Recopiez fidèlement le passage du texte sur l'agenda maroco-européen qui va de « Quels sont les » jusqu'à « grandes lignes ? » inclus.

**Texte à lire**
--*--

Quels sont les thèmes qui ont été abordés au cours de la journée ?
Différents points de l'agenda maroco-européen : l'agriculture, les politiques migratoires, la question des biens et services publics et notamment celle de l'eau, la question des zones franches et du libre-échange. Des questions qui ont été traitées de manière remarquable par les intervenants, qui ont traqué derrière la langue de bois des discours diplomatiques les principaux enjeux sur lesquels nous devons, en tant que citoyens concernés directement par ces questions, nous positionner.
Pour votre part et dans votre intervention, vous avez retracé la genèse du partenariat euro-méditerranéen. Quelles en sont les grandes lignes ?

--*--

**Extrait des données**
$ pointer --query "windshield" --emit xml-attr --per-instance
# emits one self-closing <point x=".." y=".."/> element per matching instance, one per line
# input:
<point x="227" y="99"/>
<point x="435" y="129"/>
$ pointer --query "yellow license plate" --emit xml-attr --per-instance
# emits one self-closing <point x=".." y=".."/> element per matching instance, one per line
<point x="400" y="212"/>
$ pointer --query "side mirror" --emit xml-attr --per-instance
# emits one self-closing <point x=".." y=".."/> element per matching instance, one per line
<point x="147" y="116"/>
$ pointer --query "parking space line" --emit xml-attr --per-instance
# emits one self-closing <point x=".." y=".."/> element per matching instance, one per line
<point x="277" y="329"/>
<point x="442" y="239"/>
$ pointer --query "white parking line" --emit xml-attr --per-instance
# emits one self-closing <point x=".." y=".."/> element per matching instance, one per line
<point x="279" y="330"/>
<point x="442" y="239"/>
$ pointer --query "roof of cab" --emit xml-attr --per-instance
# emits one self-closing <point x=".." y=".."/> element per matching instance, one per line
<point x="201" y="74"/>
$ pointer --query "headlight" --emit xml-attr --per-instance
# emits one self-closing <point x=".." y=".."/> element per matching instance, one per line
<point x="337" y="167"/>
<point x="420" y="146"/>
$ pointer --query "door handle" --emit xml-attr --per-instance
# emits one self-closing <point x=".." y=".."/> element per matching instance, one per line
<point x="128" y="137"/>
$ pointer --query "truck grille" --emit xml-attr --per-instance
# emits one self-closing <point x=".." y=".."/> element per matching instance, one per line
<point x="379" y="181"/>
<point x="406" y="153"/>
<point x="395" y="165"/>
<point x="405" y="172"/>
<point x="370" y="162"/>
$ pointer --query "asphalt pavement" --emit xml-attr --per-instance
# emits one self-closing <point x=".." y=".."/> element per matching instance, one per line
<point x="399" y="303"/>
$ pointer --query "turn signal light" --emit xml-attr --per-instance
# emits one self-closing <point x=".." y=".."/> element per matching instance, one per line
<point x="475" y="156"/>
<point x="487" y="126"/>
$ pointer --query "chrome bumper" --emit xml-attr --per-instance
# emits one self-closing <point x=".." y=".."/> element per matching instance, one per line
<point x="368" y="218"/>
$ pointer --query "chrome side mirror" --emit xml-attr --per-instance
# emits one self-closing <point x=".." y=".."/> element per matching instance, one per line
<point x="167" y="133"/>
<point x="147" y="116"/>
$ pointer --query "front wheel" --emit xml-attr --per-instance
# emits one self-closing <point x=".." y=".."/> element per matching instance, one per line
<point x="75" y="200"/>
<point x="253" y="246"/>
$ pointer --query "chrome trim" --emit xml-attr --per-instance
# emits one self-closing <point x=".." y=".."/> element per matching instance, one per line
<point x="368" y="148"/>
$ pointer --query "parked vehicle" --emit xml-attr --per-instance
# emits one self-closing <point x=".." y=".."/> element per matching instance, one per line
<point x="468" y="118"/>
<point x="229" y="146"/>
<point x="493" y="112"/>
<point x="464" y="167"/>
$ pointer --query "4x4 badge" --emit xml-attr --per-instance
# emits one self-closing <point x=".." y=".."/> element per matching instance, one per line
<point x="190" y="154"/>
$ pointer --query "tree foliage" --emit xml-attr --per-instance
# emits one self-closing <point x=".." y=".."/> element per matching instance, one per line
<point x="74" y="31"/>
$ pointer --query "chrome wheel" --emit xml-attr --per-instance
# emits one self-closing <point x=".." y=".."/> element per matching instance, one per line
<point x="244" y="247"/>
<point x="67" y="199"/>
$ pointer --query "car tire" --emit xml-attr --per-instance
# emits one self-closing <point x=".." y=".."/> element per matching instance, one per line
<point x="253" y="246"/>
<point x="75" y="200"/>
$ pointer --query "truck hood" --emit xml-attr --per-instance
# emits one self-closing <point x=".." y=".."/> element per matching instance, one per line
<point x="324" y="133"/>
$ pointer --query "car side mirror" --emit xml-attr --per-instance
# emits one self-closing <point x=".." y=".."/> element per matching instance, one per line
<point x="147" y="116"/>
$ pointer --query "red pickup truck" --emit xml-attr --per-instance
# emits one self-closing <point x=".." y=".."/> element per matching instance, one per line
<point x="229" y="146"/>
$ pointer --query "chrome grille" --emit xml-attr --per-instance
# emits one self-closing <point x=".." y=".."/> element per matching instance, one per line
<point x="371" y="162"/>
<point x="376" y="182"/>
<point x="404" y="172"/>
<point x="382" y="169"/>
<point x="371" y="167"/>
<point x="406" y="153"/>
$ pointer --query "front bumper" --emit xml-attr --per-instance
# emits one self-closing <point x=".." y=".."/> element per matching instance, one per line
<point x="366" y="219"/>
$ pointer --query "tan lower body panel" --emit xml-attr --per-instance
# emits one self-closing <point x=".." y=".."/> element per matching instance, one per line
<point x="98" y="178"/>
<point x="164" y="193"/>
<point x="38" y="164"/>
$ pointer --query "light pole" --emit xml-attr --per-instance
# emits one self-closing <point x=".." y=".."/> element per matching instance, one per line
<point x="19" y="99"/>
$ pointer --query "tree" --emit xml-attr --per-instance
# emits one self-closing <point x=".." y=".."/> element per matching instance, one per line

--*--

**Réponse proposée**
Quels sont les thèmes qui ont été abordés au cours de la journée ?
Différents points de l'agenda maroco-européen : l'agriculture, les politiques migratoires, la question des biens et services publics et notamment celle de l'eau, la question des zones franches et du libre-échange. Des questions qui ont été traitées de manière remarquable par les intervenants, qui ont traqué derrière la langue de bois des discours diplomatiques les principaux enjeux sur lesquels nous devons, en tant que citoyens concernés directement par ces questions, nous positionner.
Pour votre part et dans votre intervention, vous avez retracé la genèse du partenariat euro-méditerranéen. Quelles en sont les grandes lignes ?